— START OF RECORDS —

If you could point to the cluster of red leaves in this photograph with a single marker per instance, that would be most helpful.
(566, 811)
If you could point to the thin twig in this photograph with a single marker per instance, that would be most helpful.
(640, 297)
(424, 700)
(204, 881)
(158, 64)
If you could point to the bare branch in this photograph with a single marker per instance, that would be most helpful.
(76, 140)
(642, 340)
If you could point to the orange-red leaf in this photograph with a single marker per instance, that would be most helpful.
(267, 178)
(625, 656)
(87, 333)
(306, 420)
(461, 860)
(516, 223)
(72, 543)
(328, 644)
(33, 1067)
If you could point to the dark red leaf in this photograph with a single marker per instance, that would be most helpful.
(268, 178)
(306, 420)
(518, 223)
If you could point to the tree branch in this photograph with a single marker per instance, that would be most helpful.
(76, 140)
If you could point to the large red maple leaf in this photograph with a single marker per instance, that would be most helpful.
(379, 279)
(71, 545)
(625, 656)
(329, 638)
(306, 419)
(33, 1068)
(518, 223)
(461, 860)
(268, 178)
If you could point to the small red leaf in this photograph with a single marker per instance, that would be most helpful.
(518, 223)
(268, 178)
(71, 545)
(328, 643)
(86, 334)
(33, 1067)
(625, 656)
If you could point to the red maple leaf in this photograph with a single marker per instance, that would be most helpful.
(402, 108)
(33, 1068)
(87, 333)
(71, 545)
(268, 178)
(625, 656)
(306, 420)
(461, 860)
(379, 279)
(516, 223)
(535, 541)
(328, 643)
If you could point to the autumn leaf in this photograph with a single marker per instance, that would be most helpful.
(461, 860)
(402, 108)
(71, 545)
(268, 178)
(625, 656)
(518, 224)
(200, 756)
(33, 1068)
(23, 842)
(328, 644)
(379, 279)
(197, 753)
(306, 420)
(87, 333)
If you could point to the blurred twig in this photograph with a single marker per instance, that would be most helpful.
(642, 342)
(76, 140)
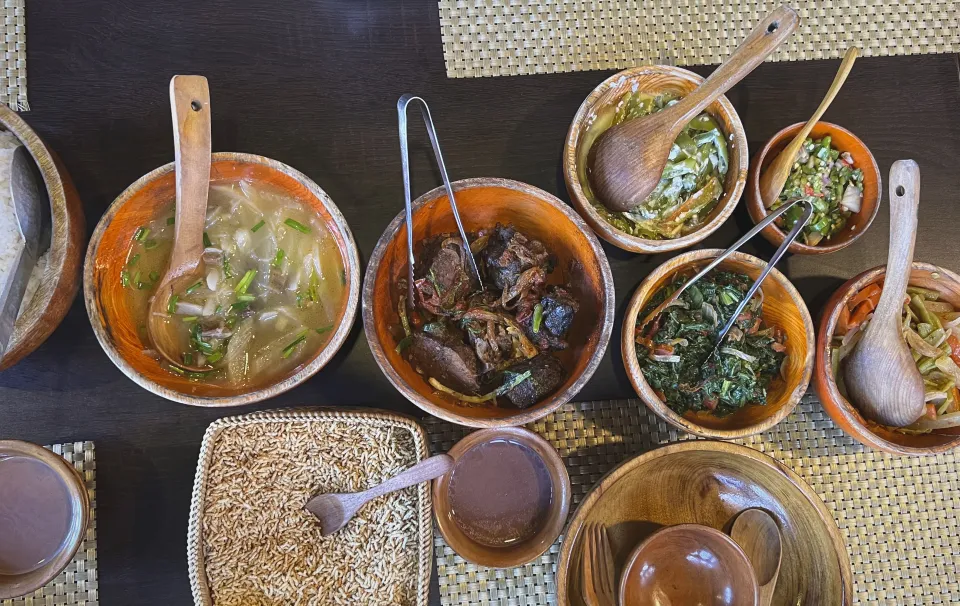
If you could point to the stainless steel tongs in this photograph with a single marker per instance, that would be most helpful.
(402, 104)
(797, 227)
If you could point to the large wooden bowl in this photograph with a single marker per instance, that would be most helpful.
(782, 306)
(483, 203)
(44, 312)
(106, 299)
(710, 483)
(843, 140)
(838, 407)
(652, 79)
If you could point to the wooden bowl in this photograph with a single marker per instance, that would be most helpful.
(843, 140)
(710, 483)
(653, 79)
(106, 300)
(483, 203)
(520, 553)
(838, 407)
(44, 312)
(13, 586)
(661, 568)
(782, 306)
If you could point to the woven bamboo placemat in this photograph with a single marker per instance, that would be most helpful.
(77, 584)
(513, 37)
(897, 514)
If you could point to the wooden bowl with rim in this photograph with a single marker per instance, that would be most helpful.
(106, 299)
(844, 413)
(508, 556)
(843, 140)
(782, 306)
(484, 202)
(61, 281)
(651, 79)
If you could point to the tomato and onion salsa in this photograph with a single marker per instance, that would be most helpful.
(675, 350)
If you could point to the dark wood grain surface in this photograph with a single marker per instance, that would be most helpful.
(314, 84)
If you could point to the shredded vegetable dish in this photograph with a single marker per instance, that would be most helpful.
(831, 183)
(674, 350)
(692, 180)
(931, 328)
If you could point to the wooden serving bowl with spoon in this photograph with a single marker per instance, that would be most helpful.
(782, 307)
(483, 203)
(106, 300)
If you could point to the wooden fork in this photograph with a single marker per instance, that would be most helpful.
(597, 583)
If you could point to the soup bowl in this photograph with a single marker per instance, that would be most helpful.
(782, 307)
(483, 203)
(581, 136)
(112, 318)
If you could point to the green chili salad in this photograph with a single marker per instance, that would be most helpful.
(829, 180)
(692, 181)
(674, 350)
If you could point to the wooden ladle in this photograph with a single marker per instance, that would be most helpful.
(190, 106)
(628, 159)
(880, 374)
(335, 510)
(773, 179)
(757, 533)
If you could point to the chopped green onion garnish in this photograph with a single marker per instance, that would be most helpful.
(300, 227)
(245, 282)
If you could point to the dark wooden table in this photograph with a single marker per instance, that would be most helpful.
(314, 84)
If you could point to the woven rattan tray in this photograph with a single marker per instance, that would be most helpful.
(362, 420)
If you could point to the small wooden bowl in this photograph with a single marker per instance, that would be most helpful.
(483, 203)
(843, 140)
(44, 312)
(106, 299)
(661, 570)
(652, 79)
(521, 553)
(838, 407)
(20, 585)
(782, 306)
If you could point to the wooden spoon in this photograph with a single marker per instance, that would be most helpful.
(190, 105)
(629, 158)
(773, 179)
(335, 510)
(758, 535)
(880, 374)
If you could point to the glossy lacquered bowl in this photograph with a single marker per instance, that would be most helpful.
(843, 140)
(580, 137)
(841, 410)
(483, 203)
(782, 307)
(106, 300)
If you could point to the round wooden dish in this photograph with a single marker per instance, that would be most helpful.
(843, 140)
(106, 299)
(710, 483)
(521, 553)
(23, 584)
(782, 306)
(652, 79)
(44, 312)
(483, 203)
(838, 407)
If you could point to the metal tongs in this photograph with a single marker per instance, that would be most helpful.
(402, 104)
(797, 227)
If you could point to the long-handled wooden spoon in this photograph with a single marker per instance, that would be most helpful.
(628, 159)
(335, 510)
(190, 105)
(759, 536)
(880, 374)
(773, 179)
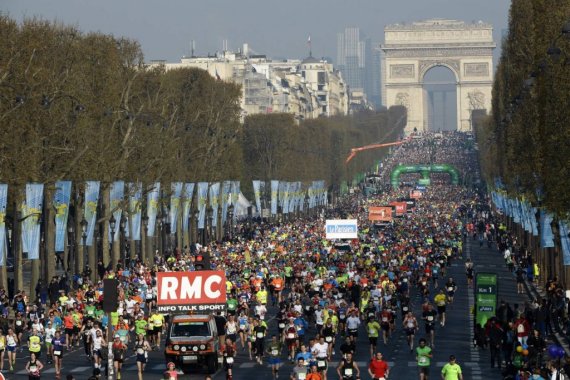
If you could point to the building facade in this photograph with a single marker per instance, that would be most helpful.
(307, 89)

— END OF RECORDS —
— START OF RECORDS —

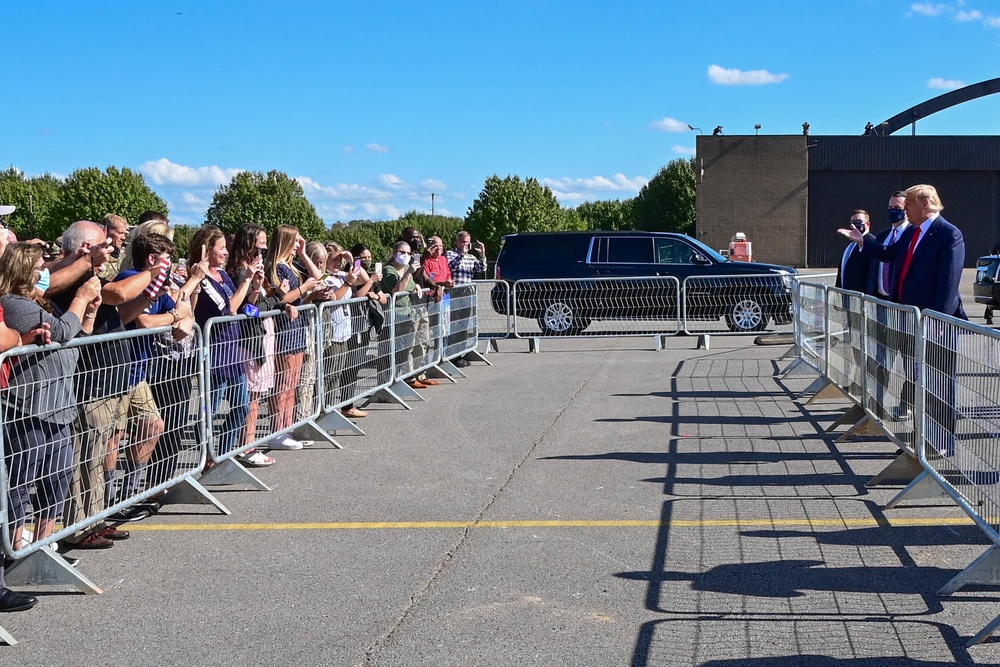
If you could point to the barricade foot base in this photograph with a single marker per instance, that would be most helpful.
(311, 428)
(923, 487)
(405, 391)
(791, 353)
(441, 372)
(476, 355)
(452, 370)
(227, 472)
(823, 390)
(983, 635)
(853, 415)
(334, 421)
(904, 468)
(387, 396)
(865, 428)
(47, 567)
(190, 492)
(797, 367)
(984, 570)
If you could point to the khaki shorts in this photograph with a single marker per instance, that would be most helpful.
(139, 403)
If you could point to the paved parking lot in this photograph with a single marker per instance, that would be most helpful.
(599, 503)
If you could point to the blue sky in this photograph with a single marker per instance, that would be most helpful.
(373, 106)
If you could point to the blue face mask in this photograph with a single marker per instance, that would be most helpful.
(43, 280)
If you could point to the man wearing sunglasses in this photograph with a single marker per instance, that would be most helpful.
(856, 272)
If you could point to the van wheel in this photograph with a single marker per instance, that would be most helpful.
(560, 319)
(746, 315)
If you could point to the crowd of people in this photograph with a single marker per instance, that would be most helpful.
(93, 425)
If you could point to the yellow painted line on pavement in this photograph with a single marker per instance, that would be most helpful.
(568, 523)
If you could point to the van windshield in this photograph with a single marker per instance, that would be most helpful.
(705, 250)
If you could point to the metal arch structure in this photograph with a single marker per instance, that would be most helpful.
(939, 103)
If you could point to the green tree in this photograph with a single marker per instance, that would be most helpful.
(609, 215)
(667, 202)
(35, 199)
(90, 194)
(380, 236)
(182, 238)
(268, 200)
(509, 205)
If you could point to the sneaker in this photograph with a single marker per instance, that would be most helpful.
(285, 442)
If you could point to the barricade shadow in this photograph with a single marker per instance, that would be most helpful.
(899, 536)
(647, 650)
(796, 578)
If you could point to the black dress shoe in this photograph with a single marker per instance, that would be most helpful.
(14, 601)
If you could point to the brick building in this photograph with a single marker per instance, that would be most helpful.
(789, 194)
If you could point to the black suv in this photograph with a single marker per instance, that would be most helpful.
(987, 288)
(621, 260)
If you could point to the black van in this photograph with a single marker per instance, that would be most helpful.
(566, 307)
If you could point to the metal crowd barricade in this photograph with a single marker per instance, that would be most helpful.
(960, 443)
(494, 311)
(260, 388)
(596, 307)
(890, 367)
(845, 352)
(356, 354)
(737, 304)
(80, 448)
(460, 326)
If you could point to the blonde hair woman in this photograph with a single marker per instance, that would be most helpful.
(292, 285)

— END OF RECORDS —

## [TO DO]
Pick out each line in the records that contains the string "onion" and copy it out in full, counting a line only when the letters match in case.

## [OUTPUT]
If you could point to the tomato and onion salsa in this photograph with a single marker per instance, that would be most helpful.
If you could point to the chopped green onion garnish in this photograph with a single marker per instance, that would be most helpful.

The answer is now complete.